From: rclark@nyx.cs.du.edu (Robert W. F. Clark)
Date: Tue, 1 Jun 93 23:40:24 PDT
To: cypherpunks@toad.com
Subject: My letter to the President, for all the good it'll do
Message-ID: <9306020717.AA03191@nyx.cs.du.edu>
MIME-Version: 1.0
Content-Type: text/plain


Well, this and fifty cents will get you a cup of coffee, but
here's my letter to the Pres.

------

I oppose the Clipper chip vehemently.  As the President, or the
duly authorized representative of the President, you will understand
that I find the idea that you will monitor my communications
reprehensible and intolerable.

You have espoused a policy of covert surveillance of
American citizens of which Bush would be proud.  You, a protester
of the Vietnam War, who understands that the government can, and
should be opposed when it is wrong, should understand why privacy
is necessary to the people of any democracy, lest it cease to
be a democracy.  Nevertheless, you approved the Clipper Chip proposal,
which is the furthest step backward that even a politician could take.
Shame on you!  Even George Bush's father, Prescott Bush, who despised
and opposed Senator McCarthy's Communist witch-hunt, would loathe
such a retrogressive move!

We computer professionals, who supported your rise to power, feel
betrayed by your sudden reversal, by no means unique among your
sudden reversals.  By siding with those who would rob Americans
of those freedoms which are our inalienable right, you have betrayed
democracy and made a sham of the Bill of Rights.  

If, as a White House official suggested, criminalizing alternative,
secure encryption standards is an "option on the table," I am disgusted
by your betrayal.  You, who seemed proud to have protested an unjust
war, and should understand why protest, even anonymous protest, should
be an inalienable right, have no right even to consider this as an 
option.

=== Exercises ===
1) Write out the Clipper chip letter word for word, from "From: rclark@nyx.cs.du.edu (Robert" to "to the Pres.".
2) In the Clipper chip letter, what did Prescott Bush despise and oppose?
3) Resume the Clipper chip letter after its last sentence.

Excerpts from location labeling data
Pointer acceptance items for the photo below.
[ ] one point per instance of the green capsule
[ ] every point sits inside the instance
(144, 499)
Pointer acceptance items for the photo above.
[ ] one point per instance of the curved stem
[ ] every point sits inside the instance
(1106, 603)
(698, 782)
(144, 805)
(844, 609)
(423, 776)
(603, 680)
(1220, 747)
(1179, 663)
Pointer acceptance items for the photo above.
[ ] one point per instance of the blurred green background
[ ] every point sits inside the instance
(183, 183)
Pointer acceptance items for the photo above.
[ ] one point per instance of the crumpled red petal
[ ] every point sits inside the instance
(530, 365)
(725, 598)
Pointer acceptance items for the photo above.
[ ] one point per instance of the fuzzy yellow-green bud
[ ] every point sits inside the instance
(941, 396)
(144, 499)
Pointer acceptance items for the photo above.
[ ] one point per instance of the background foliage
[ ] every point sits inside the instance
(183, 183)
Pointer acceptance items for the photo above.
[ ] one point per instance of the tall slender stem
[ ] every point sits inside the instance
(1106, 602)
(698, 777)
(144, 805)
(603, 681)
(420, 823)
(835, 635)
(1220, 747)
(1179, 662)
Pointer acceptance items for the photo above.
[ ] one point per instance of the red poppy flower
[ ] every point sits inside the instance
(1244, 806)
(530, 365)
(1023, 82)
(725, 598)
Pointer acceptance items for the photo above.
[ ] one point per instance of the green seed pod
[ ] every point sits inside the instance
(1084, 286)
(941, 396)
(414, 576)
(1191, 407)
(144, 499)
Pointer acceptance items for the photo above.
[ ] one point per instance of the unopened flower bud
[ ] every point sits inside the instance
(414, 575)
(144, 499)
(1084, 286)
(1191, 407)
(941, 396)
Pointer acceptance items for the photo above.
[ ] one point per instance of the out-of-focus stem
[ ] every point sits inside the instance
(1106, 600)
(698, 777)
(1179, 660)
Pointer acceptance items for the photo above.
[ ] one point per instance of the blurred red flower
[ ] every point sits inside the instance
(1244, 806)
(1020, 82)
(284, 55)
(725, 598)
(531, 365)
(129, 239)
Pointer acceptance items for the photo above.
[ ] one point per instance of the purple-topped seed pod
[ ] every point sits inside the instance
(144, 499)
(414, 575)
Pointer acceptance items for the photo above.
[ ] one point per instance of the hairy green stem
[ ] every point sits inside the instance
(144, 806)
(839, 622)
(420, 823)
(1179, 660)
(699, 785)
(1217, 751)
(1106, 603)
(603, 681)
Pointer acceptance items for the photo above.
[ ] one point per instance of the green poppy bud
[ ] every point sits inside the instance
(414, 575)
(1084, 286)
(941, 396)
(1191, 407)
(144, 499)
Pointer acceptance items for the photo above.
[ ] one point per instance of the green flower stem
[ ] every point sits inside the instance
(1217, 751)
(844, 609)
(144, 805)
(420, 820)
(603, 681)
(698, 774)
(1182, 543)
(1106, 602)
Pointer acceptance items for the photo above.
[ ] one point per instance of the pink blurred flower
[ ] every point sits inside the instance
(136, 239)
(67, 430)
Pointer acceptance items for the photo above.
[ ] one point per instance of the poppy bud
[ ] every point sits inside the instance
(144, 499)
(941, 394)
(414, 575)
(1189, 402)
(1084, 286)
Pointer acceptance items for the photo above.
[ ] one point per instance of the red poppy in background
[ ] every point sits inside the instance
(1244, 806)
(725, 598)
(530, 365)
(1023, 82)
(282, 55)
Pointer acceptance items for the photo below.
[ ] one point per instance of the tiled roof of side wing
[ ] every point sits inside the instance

=== Task-by-task answers ===
1)
From: rclark@nyx.cs.du.edu (Robert W. F. Clark)
Date: Tue, 1 Jun 93 23:40:24 PDT
To: cypherpunks@toad.com
Subject: My letter to the President, for all the good it'll do
Message-ID: <9306020717.AA03191@nyx.cs.du.edu>
MIME-Version: 1.0
Content-Type: text/plain


Well, this and fifty cents will get you a cup of coffee, but
here's my letter to the Pres.

2) Senator McCarthy's Communist witch-hunt.

3)
If you consider criminalizing privacy, and encryption, you have
signed over the soul of the nation to be monitored at will by the
NSA and CIA, organizations which you, at one time in your life, opposed.
Perhaps, like many Sixties rebels, you have been bought by the
government, and no longer care about the rights of the American people.
It would not be the only time this has occurred.

While I doubt that you, the President, shall read this, perhaps some
subordinate shall.  Perhaps, if the miraculous is possible, that 
subordinate shall deem this worthy of your consideration.  

While I am not used to pleading, I plead that you reconsider this
policy, which, if enacted, would doom privacy in the United States,
and turn this nation into the sort of nation that the Soviet Union
has finally decided not to be.

I beg that you consider, at least for a moment, the evil that you
may unleash.  You may be motivated by an understandable concern for
the protection of the American people from drug dealers and mobsters,
but it is not the mobsters you shall crush in supporting the Clipper
chip.  It is those eager, agile young minds who oppose the government
when it is wrong, and only wish to be able to have their voice,
without being monitored by the CIA and NSA in case that voice occasionally
is overly strident.

Thank you, Mr. President.  I hope that you have carefully studied
the holy Consitution of this nation, which you have sworn to uphold.
I fear for the consequences if you have not.

Robert W. F. Clark
440 S. Franklin St.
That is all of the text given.